◆ Data for processing ◆
• • •

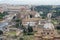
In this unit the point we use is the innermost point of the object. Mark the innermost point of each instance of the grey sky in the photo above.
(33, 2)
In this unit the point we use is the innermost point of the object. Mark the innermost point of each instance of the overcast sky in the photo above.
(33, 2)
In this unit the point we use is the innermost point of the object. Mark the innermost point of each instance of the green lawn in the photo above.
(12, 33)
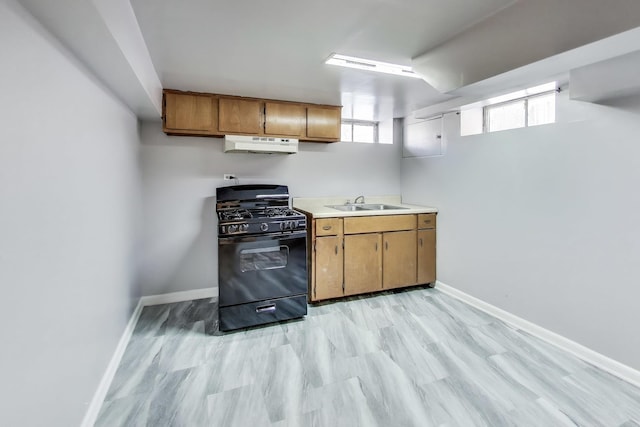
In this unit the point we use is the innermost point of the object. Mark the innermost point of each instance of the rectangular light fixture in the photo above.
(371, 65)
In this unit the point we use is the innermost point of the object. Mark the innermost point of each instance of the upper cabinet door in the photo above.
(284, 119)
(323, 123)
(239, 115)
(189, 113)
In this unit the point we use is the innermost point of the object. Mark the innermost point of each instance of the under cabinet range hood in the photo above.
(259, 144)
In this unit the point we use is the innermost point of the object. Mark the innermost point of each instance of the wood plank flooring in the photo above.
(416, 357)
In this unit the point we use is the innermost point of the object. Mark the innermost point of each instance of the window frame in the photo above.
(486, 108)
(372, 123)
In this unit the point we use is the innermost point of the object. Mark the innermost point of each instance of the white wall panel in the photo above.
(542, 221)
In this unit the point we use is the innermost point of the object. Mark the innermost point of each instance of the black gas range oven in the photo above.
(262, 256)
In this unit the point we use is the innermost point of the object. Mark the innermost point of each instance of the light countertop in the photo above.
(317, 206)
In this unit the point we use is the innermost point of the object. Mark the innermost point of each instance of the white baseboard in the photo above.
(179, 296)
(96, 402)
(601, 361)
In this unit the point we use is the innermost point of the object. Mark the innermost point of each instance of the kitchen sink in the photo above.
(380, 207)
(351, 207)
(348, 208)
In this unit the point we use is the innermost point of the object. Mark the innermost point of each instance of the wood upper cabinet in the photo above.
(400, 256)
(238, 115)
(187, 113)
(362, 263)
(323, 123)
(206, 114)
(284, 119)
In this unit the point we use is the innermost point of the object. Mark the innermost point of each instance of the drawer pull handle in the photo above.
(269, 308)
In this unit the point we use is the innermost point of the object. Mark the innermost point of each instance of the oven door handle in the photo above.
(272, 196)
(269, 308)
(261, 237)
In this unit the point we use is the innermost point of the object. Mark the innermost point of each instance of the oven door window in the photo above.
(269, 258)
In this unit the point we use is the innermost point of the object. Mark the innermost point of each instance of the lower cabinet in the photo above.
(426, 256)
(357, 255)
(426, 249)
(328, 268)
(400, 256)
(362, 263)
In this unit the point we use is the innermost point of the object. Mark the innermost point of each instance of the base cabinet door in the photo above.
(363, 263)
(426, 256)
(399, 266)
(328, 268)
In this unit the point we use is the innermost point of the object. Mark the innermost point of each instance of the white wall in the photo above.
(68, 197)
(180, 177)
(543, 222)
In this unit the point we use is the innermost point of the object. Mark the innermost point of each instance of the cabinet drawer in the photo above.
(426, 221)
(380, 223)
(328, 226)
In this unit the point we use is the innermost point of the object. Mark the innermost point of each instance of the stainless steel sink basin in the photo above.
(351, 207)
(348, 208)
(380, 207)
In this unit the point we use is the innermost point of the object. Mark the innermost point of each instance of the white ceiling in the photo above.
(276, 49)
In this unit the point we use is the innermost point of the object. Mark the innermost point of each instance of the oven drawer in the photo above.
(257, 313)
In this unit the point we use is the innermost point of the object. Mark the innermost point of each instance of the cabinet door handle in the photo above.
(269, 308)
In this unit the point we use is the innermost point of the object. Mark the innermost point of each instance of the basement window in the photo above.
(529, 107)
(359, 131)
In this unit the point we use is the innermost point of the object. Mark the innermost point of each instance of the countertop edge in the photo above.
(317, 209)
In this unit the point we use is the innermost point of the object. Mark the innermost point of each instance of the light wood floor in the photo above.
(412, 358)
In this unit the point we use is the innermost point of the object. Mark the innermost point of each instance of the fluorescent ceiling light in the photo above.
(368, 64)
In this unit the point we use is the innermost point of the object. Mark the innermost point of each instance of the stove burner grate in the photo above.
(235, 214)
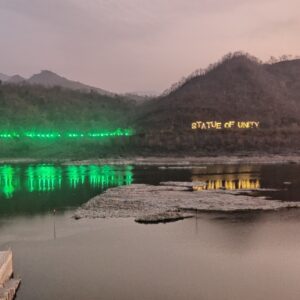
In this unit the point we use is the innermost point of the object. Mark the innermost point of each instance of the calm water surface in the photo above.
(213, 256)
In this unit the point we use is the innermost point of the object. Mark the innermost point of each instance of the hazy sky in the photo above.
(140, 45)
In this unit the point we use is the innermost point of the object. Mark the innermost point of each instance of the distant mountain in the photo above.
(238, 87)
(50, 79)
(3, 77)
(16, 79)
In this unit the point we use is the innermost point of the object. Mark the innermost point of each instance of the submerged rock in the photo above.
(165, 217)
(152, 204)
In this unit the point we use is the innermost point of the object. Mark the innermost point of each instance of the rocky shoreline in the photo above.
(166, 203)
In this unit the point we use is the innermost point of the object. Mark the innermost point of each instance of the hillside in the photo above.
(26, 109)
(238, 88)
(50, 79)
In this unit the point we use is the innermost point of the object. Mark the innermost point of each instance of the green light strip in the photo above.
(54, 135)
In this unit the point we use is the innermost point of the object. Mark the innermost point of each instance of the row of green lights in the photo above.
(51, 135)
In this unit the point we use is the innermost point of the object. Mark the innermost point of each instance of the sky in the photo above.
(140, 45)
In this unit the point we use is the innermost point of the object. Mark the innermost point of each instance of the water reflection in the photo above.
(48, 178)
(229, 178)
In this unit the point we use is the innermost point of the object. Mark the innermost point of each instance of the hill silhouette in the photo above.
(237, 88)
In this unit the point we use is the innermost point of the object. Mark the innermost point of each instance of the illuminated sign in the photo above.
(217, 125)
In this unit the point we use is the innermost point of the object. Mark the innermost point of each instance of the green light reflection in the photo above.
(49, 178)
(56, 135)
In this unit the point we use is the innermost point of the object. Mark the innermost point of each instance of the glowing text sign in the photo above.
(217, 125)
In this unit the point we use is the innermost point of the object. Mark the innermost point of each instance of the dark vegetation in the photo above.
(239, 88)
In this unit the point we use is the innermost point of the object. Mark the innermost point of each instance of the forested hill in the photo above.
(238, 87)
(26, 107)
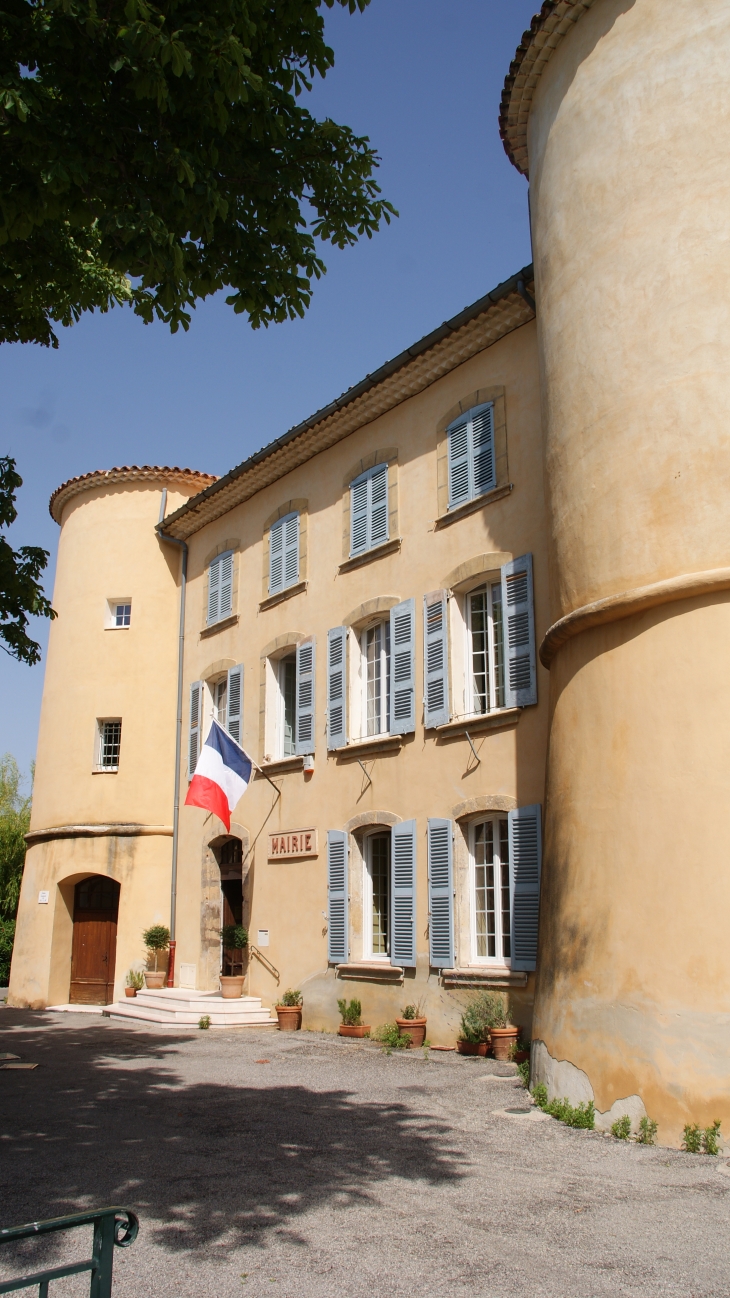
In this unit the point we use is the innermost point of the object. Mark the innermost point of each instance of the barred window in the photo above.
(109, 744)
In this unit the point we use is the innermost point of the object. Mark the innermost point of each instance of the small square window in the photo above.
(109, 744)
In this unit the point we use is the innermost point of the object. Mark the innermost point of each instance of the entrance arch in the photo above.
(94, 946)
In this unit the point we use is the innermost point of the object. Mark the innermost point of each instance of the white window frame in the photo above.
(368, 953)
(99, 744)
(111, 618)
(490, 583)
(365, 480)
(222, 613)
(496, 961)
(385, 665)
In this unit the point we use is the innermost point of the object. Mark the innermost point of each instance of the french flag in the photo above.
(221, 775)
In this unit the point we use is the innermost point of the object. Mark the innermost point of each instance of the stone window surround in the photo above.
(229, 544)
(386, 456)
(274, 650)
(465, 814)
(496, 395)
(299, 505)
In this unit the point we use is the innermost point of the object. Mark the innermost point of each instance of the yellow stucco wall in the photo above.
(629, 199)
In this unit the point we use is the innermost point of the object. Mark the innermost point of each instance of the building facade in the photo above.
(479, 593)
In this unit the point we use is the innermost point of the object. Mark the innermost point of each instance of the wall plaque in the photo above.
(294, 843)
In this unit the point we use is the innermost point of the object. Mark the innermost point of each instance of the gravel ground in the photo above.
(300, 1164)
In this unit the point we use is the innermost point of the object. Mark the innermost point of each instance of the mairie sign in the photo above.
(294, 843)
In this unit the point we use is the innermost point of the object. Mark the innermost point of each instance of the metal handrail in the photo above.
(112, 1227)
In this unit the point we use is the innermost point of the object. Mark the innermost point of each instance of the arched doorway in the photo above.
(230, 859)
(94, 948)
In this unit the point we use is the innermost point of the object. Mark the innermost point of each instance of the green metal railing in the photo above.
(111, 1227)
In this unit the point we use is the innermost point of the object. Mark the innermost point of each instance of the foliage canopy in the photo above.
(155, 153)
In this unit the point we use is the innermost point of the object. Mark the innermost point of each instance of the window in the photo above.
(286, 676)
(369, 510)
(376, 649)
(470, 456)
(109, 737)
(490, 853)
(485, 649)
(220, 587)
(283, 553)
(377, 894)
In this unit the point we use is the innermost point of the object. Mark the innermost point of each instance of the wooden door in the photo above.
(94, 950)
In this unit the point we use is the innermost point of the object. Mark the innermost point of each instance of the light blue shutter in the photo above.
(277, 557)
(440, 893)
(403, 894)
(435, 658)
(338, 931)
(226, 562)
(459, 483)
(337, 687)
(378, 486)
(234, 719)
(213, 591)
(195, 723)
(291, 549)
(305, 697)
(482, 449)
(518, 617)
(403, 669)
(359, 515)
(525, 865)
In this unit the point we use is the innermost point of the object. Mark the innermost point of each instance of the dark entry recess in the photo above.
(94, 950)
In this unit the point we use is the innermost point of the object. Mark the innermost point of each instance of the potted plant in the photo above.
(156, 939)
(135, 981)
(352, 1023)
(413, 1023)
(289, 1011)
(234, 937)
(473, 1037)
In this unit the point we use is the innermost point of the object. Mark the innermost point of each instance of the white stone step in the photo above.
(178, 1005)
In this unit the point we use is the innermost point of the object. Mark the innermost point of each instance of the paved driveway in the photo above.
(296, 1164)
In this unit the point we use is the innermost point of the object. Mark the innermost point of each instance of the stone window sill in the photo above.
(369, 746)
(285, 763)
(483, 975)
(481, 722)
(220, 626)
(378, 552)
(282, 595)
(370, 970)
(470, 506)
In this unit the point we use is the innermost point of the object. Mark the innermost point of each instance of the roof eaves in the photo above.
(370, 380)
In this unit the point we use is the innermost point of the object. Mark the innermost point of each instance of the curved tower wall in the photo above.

• • •

◆ Exercise description ◆
When you reach the line containing "recess in the photo above." in the listing, transcribe it and every line after it exactly, through the last line, and add nothing.

◆ Written answer ◆
In this unit the point we use is the innermost point of the object. Mark the innermost point of each instance of the dark entry recess in the photo above.
(94, 950)
In this unit the point we use is the innermost point of the object. Mark the innermost point of each instance of the potted plant in the photo above.
(156, 939)
(135, 981)
(352, 1023)
(413, 1023)
(289, 1011)
(234, 937)
(473, 1037)
In this unit the point we use is the innermost point of the object. Mark the innermost point of each instance of the white stone step in the photo above.
(178, 1005)
In this unit the point we use is the innermost point of the object. Mark the innermost point of each instance of the paved driveway in the photo above.
(296, 1164)
In this unit the point we use is the innermost point of the object. Mark the innermost point of each instance of the stone window sill in the photo above.
(369, 746)
(285, 763)
(483, 975)
(481, 722)
(220, 626)
(378, 552)
(282, 595)
(370, 970)
(470, 506)
In this unit the point we use is the innermost point of the object. Mark the innermost point of each instance of the roof eaves in the photo above.
(370, 380)
In this unit the point we use is the innermost point of the object. Mark the innermost point of each instance of the curved tower wall in the photo above.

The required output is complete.